Records from a data collection
------------------------------
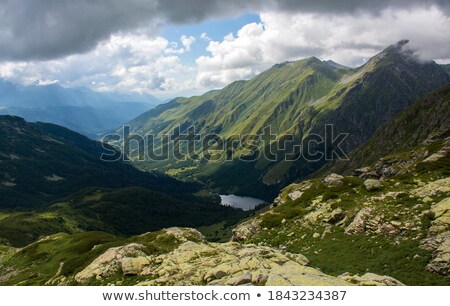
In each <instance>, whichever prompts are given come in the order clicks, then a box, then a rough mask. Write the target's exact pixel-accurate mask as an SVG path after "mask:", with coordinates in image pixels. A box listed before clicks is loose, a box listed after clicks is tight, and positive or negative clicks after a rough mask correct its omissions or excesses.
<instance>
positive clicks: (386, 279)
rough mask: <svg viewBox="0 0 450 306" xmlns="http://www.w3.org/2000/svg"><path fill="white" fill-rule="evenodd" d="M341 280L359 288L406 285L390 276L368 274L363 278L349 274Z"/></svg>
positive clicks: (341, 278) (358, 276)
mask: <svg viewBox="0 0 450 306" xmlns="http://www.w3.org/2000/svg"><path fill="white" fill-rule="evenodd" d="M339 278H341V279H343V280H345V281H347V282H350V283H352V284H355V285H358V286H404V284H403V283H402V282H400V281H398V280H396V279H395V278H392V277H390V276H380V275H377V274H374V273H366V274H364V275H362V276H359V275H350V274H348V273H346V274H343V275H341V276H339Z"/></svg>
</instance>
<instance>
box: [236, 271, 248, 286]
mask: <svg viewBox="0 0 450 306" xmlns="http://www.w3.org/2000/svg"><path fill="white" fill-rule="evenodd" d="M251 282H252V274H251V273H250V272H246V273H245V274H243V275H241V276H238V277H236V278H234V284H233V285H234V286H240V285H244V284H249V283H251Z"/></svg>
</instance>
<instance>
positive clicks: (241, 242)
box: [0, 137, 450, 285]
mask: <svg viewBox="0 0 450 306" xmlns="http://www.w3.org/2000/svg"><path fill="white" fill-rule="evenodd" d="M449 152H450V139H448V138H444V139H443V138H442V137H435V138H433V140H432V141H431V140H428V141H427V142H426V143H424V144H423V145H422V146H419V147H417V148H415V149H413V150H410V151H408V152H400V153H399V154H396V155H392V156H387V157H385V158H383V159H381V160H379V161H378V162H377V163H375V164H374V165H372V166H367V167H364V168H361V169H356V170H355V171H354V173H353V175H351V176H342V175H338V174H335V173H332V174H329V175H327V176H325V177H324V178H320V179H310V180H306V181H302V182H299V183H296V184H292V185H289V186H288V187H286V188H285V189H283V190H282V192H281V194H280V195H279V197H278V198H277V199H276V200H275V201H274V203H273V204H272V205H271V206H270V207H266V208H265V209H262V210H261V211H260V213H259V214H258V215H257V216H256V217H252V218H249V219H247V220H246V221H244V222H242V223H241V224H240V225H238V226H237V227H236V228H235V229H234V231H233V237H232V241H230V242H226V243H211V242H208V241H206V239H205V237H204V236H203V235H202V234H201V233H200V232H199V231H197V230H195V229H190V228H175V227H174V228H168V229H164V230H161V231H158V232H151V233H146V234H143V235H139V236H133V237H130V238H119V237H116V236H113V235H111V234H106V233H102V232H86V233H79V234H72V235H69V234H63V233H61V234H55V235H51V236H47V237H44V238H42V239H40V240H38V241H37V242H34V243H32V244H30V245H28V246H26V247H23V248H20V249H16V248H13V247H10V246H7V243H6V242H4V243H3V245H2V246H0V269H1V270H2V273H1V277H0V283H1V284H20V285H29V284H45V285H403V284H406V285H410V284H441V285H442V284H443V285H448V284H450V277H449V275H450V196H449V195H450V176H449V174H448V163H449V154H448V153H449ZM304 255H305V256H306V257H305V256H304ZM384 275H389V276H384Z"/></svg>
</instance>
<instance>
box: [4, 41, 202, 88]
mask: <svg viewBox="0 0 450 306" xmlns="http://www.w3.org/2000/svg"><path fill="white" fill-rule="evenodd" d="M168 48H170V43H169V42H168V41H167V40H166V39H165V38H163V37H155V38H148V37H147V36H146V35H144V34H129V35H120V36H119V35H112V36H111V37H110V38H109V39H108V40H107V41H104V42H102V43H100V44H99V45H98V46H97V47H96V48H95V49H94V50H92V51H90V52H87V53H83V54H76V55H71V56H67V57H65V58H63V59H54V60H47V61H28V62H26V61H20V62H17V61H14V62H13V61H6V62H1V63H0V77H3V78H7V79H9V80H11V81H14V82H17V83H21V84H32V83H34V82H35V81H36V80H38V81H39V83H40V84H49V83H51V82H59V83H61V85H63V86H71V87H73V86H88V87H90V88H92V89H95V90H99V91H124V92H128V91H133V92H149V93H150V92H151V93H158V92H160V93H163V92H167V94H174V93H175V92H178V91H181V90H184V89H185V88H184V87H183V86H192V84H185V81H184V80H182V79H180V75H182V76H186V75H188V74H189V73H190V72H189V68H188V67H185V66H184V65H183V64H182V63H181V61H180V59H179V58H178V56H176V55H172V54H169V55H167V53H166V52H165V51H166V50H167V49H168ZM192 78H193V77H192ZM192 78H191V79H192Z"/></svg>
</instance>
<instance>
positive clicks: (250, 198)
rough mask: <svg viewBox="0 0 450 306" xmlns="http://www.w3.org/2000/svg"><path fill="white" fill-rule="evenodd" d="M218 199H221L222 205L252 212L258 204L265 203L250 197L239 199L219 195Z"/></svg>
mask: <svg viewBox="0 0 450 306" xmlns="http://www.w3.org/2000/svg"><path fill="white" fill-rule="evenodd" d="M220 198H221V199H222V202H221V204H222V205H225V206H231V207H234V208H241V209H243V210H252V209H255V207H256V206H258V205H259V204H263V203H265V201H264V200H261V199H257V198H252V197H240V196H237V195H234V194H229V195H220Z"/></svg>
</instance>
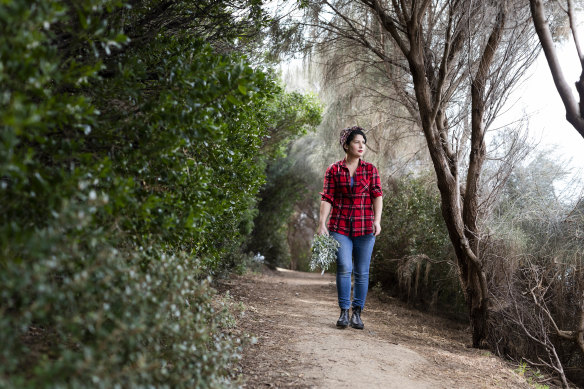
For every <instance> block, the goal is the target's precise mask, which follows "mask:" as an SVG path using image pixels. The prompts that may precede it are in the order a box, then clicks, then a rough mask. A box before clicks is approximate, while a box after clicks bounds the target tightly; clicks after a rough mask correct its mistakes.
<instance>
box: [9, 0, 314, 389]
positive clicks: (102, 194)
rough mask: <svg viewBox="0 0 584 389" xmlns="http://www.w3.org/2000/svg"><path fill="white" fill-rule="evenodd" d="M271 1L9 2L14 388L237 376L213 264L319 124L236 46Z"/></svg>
------------------------------
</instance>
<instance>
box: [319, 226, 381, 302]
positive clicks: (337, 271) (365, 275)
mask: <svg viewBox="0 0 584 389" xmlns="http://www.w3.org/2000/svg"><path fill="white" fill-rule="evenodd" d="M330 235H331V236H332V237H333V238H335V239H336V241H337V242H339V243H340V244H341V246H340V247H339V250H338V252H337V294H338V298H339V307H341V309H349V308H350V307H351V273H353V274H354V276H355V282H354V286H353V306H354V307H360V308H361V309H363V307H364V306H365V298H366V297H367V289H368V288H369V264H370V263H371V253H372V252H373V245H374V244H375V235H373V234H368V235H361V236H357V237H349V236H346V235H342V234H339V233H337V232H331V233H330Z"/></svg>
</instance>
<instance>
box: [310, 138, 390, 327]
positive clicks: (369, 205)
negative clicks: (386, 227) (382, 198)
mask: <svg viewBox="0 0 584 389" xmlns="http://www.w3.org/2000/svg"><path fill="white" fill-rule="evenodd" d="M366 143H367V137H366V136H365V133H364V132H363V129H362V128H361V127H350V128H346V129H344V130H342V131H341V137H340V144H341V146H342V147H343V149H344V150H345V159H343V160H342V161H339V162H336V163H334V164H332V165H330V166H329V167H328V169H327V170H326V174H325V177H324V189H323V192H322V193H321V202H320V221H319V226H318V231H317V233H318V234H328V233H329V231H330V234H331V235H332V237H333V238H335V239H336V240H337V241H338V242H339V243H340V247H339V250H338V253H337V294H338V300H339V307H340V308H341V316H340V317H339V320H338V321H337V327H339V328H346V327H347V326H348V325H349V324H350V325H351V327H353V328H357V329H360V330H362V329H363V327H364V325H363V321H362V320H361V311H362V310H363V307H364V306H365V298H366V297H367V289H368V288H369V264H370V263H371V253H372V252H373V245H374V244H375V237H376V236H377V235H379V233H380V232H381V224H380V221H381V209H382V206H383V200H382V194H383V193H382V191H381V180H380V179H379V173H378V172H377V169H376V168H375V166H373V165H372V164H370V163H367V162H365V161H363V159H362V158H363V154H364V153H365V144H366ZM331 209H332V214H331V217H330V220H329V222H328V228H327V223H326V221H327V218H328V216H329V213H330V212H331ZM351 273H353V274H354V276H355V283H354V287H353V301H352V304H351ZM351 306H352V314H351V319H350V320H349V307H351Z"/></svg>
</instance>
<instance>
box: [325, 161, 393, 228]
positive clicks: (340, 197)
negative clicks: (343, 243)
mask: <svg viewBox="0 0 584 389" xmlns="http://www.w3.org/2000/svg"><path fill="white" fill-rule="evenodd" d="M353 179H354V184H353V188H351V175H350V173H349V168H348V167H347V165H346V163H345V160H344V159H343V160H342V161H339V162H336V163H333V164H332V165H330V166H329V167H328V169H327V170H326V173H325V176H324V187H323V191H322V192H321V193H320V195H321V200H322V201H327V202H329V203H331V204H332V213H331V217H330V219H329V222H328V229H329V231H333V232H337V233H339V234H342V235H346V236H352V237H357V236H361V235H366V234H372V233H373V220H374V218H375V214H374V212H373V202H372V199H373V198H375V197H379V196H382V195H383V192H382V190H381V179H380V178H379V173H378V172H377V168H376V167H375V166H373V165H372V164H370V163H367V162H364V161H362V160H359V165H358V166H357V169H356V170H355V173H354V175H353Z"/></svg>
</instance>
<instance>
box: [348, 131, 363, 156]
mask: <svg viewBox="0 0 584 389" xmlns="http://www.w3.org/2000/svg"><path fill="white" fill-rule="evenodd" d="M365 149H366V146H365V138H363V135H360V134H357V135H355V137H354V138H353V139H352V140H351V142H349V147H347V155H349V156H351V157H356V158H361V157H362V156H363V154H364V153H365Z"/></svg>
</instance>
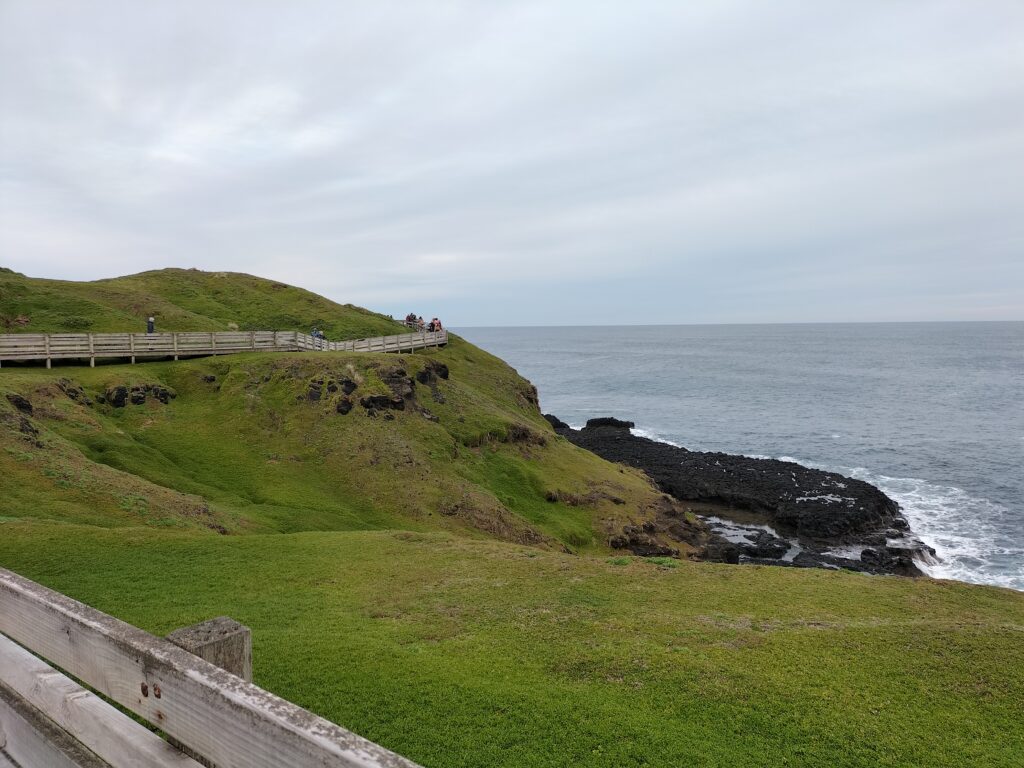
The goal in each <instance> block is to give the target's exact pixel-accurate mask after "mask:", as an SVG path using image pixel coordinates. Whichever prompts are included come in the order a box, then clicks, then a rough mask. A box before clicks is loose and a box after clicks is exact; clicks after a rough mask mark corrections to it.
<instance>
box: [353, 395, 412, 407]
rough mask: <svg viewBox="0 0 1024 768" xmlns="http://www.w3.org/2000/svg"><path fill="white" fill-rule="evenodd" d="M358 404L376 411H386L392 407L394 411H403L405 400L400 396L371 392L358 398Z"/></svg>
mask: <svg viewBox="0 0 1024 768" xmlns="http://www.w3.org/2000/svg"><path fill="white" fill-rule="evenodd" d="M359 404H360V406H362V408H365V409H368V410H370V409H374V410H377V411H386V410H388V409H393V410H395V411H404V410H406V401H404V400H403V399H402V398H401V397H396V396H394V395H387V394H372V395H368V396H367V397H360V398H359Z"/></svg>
------------------------------
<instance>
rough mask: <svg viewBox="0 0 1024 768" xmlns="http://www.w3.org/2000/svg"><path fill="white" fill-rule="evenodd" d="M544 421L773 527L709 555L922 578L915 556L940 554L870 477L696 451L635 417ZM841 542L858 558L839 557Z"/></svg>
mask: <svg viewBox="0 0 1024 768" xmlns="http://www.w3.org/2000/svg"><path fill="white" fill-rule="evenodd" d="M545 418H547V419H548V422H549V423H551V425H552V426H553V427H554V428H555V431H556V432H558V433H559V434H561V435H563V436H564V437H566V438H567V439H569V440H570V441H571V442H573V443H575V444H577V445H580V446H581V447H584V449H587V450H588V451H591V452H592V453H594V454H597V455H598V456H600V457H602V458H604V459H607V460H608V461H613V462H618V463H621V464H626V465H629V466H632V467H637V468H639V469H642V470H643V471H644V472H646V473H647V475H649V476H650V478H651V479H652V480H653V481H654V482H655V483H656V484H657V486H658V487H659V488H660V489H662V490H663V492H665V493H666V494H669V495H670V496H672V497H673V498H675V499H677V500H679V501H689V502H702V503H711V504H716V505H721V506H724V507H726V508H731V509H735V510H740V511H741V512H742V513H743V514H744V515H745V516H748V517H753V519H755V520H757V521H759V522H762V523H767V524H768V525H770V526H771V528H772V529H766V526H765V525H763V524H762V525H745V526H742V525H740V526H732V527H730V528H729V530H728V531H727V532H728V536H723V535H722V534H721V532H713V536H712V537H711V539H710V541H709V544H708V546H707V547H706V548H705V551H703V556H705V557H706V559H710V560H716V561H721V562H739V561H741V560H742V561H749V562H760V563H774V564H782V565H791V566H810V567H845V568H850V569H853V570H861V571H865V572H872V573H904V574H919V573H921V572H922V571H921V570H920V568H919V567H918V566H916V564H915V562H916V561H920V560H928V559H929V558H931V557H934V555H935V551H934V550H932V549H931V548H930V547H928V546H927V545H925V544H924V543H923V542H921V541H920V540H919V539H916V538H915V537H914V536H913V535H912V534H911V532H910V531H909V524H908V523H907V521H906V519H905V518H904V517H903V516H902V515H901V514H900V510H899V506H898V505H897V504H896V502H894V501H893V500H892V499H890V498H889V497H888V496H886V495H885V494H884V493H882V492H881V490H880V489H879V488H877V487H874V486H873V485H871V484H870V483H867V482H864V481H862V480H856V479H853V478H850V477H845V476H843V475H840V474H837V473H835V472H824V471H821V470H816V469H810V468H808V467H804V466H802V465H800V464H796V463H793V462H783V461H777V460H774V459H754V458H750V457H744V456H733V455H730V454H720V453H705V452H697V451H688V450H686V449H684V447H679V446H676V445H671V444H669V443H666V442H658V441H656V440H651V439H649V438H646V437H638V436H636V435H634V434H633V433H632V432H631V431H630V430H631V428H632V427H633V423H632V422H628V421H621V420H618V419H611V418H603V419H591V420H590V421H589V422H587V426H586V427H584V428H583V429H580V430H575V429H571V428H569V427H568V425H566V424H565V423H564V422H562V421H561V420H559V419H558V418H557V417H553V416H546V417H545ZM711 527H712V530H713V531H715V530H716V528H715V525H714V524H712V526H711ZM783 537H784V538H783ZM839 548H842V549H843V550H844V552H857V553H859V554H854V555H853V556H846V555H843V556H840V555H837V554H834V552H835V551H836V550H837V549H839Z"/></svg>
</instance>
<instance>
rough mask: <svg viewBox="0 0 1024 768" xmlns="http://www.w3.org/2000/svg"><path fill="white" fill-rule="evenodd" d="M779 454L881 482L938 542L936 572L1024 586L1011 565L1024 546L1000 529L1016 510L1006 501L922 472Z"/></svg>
------------------------------
_WORK TO BE COMPLETED_
Count every line of the records above in which the string "loose" appears. The number alone is to be given.

_RESULT_
2